Required task: Transcribe the data that follows precisely, omitting nothing.

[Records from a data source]
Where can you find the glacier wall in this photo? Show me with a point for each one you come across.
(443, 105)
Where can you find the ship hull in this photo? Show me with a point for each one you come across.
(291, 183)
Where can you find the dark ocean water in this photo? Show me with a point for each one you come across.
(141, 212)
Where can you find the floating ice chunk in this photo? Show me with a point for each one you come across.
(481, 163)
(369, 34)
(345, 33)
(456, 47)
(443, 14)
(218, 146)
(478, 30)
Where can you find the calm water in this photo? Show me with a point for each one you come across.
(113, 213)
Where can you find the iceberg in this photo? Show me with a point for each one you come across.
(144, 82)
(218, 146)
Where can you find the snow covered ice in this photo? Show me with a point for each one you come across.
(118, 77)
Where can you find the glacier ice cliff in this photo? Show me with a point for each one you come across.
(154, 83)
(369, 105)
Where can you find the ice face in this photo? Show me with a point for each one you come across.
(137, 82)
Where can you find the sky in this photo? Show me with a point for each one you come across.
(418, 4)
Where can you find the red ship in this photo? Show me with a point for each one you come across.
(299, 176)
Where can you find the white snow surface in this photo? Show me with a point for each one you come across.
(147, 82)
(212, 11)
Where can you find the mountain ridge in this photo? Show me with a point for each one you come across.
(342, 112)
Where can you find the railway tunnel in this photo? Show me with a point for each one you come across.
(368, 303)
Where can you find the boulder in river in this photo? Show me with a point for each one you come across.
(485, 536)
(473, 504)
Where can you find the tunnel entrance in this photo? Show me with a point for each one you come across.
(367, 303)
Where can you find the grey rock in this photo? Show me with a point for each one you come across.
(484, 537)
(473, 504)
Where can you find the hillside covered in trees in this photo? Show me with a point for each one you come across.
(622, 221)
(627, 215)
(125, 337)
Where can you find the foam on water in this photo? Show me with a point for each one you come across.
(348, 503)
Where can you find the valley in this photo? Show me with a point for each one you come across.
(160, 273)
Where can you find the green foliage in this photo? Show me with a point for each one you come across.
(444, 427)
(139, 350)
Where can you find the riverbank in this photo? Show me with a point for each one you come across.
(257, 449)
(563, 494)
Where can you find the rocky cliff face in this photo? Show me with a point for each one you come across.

Exercise solution:
Where can you find the glacier wall in this photo? Show me with a point for each one you come across.
(443, 105)
Where can you find the ship hull in this photo? Show me with a point for each one you come across.
(291, 183)
Where can you find the dark ocean water in this photo? Show me with a point for each one you come across.
(141, 212)
Where can you find the floating ice chunk in this photo? Show me with a point for each one you come across.
(481, 163)
(369, 34)
(345, 33)
(456, 47)
(443, 14)
(218, 146)
(478, 30)
Where can you find the calm water in this photo? Show me with a point for each one you come across.
(113, 213)
Where can you find the iceberg in this photo? Show me with a point for each one you come across.
(144, 82)
(218, 146)
Where can you find the snow covered ice in this photo? Show me with a point for each one you come across.
(118, 77)
Where can you find the glacier ice cliff in this photo? Show me with a point for each one you come across.
(154, 83)
(369, 105)
Where can you find the ice face in this photo? Show me with a point for each one you come across.
(137, 82)
Where can you find the sky in this photo? Show me with a point for each one you come across.
(418, 4)
Where can you find the red ship in this photo? Show me with a point for each one you come across.
(299, 176)
Where can you find the white snow surface in this photo? Show me with a point for each one you come across.
(147, 82)
(212, 11)
Where can you find the mountain ridge in this photo? Show me with a point for each one you come across.
(342, 112)
Where can you find the railway tunnel in this photo? Show me with a point for each one you come across.
(368, 303)
Where can you find the boulder in river in this photo? Show me with a point for each one you come across.
(485, 536)
(473, 504)
Where can you find the tunnel entrance in this photo? Show me with a point for each one you come across.
(367, 303)
Where can you find the grey rock in this photo? Show me with a point for each one you come across.
(484, 537)
(473, 504)
Where can you find the hillside covered in trees in this photo? Show me with a point for each one you come across.
(622, 221)
(627, 215)
(125, 337)
Where can you find the foam on water in this photo? Show me with a point for each one you come across.
(348, 503)
Where can you find the valley in this photo? Show me with a point for each one you come across.
(160, 273)
Where can you find the green foliage in this photo? Show me with a point for each one you come across.
(444, 427)
(139, 350)
Where can you find the riverbank in this photo? Show me with a point for each one you come across.
(257, 449)
(563, 494)
Where can you find the rocky cliff face in this photo? Show me with a point for each one you come across.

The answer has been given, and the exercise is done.